====== Text for analysis ======

For a few years there has been in my mind the idea of establishing a great central library somewhere where it might be the most convenient and where we might have some inducement to do so, that would house under the name of the Restoration Historical Association all the material that we can gather from the past and store and preserve it for research purposes and for general use. We should want whatever has come from the press over the years in the ranks of churches of Christ in this country and also whatever might be contributed to it from other ends. We should want files of all the old papers, like T. R. Burnett’s Gospel Trumpet, Joe S. Warlick’s Gospel Guide, W. R. Richardson’s writings, like Mable Clement Reviewed,[1]the tracts and debates of all the writers that we can find, et cetera. Much of this material has been scattered until some of it will be in the limbo of forgotten things, but much can be recovered perhaps, to make a great and rich library for writers of the future.
We shall need not only facilities but a Board of Directors, a Curator (I nominate myself since I have a part in its formation for this position in this de facto organization) an Associate Curator, a Research Director with several assistants, a Corresponding Secretary and a Treasurer.[2]
We shall need funds and maybe some wealthy person will give us the memorial library, and others will contribute generously so that we can get this under way. It will naturally start out in a small way and then grow over the years. I have some ideas for financing it, but would prefer that there should be a discussion when the organization is formed. Perhaps one of the colleges would at first offer us some real inducement to locate it on its campus.[3]
There would be a correlation of the data and information in the libraries of all the colleges, and by the microfilming process, anything obtained would be made available for any of the colleges which would care to meet the expense. There is no desire for any kind of rivalry, but of cooperation of this great literary work.
Not only all kinds of tracts, pamphlets, debates of the past, and books on all kinds of subjects, in our ranks, and files of the papers of the past, but also the unpublished theses that are now being written would be filed here.
What have you from the past that is valuable that should be placed in such a library? What would you be willing to do to help preserve this material? Would there be someone with means who would like to help start this work, to build a memorial to some loved one, or to some great gospel preacher of the past?[4]
For some months now, and at slow intervals, there has been some correspondence on this matter, but I have been very busy with other things and have been able to get to it. While the organization will have to be formed in large measure along private lines, this is a “feeler,” and the reaction will be of service in this direction.
Please write me about the matter, concerning what you have, or what you think, or what you would do in this direction. Address me at 600 North Rossmore, Hollywood 4, California.
[1] Italics and underlining added to these titles.
[2] When Disciples of Christ Historical Society was established in 1941, it had a Board of Directors and a Curator; much of the grunt work was performed by Culver-Stockton students working in Claude Spencer’s library.
[3]DCHS was initially housed in the basement of the campus library at Culver-Stockton College in Canton, Missouri. Culver-Stockton is a Disciples undergraduate liberal arts college. College librarian Claude Spencer was the first Curator of the Society. When they moved to Nashville in the early 1950’s Claude and his wife Maud moved as well.
[4]In 1950 DCHS was in the process of moving from Culver-Stockton College to Nashville. The collection and offices would reside at the Joint Universities Library at Vanderbilt University until the T. W. Phillips Memorial was completed in 1958. The PhillipsMemorial is named after preacher, author, statesman and benefactor Thomas W. Phillips. The Phillips family was quite generous toward Disciple schools, seminaries and the like.

====== Excerpted data ======

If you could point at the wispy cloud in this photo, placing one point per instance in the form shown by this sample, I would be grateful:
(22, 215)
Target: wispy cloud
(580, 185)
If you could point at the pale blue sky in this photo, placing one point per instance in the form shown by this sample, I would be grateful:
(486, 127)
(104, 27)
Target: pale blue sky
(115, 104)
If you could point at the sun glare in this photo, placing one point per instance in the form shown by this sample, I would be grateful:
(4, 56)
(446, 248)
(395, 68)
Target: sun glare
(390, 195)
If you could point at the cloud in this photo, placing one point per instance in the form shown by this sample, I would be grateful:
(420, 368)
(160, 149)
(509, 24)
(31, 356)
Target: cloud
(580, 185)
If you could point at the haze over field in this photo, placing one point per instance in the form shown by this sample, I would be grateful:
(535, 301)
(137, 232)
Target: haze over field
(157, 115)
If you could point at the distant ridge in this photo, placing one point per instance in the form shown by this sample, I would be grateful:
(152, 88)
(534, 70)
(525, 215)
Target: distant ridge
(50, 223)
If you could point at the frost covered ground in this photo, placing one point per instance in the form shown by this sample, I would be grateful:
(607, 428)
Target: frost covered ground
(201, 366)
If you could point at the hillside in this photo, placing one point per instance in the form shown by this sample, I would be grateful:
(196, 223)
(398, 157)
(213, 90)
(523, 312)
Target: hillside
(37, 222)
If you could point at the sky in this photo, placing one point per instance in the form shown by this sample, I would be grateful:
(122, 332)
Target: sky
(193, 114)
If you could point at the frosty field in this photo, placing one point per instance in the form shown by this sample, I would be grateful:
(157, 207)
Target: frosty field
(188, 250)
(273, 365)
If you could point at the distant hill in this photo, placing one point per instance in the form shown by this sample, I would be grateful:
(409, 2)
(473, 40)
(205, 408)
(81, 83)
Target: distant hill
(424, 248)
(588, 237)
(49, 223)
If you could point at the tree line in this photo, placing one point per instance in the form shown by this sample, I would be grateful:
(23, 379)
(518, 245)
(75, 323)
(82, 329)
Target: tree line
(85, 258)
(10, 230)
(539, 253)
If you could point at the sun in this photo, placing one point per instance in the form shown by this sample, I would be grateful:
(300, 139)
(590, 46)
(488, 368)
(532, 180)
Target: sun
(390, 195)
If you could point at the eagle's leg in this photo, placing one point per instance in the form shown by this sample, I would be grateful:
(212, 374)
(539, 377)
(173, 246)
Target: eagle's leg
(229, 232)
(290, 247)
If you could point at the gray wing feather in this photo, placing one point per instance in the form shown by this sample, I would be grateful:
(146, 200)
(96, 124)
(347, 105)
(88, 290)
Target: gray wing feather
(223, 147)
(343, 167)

======

**What you will do**
Give the name under which the library proposal at the top of the page says the gathered material would be housed.

**Answer to the problem**
The Restoration Historical Association.